[[ EXCERPT TO READ open ]]

Hindsight
Personal Traverses Through the Pedagogical Terrain
by Suprio Bhattacharjee
Architect, researcher and writer Suprio Bhattacharjee looks back at his own education and critically evaluates the paradoxes of the prevalent pedagogical systems in order to create a framework to analyse new, emergent and experimental models in the subsequent chapters of this series he is set to curate.
When I first began teaching in 2002, I was just a year out of the same architecture school – the hallowed Sir JJCollege of Architecture in Mumbai. It was a place that inspite of its terrible flaws and apparent parochial constitution, was able to leave me to my own devices – I dare say ‘aided and abetted’ by less-than-a-handful of teachers who dared to be off the mainstream. The school was surprisingly absorptive of ‘strangeness’ though, if one was strong-headed and persistent. Perhaps, the very ‘otherness’ of these ‘strange presences’ meant that most would not bother – thus as a student one was able to nurture one’s self if one wished to do so and was sufficiently self-driven or self-initiated. This also was the school at its weakest: that as an institution, it lacked a set of ‘values’ or ‘principles’ by which it defined itself and its coursework and output – other than the misplaced mundanity of the ‘practical’ (or whatever was implied by this). Although if one could prove that if one’s ‘strangeness’ would ‘fit in’, one could survive the gladiator bloodbath. Thus, one could sense a surprising paradox – the very systems that seemed to be restrictive and closed gave one enough freedom and space to be one’s own – just as those few teachers taught us to be – within a space of constant negotiation.
Were these loopholes in the system, or was the system robust enough that it did not mind the ‘intrusion’ of a few? One can only speculate. But what it did leave many of us with was the sense of being intrepid and exploratory – to prod along paths that were off the main course.

[[ EXCERPT TO READ closed ]]

» WORK TASK: Please copy the Hindsight essay again, everything from "Were these loopholes" down to "the main course.", and swap "intrepid" for "adventurous".

[[ RECORDS PROVIDED open ]]

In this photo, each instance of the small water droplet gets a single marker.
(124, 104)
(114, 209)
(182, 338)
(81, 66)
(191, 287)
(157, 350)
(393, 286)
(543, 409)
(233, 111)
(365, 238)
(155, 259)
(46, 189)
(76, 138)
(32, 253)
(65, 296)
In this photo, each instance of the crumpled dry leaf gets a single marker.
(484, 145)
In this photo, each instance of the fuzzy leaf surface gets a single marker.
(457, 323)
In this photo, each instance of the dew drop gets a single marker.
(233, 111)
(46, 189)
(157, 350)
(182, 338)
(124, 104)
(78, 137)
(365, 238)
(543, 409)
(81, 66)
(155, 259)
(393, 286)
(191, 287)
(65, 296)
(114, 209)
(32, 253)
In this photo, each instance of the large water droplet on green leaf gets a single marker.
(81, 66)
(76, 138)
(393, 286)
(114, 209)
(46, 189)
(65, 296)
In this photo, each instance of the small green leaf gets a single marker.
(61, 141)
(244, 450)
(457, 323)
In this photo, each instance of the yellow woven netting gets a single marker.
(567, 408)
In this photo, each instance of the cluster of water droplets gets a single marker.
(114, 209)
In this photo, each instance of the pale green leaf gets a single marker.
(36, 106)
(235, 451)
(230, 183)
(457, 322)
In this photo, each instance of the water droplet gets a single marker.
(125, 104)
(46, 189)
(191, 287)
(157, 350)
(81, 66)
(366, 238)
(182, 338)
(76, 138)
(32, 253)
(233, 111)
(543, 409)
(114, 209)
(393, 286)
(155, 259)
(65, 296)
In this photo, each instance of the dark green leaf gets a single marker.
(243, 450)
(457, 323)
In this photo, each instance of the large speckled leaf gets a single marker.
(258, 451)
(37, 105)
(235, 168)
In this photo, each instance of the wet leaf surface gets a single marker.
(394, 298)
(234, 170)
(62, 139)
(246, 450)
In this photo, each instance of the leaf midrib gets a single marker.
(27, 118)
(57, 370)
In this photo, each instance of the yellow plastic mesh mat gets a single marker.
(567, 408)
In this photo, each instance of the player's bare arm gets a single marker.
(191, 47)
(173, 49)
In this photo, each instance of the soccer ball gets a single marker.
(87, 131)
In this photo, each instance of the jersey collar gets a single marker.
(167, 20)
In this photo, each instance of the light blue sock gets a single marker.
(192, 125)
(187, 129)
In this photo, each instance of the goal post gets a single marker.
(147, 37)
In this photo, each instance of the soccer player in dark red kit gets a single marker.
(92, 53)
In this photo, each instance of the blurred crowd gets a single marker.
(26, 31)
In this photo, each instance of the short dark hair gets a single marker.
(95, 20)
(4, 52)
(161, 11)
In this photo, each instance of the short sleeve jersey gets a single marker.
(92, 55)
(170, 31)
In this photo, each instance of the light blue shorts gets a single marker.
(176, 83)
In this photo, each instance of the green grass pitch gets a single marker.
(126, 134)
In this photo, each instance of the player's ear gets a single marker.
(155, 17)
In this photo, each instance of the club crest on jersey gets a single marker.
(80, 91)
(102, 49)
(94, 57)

[[ RECORDS PROVIDED closed ]]

» RESPONSE BOX:
Were these loopholes in the system, or was the system robust enough that it did not mind the ‘intrusion’ of a few? One can only speculate. But what it did leave many of us with was the sense of being adventurous and exploratory – to prod along paths that were off the main course.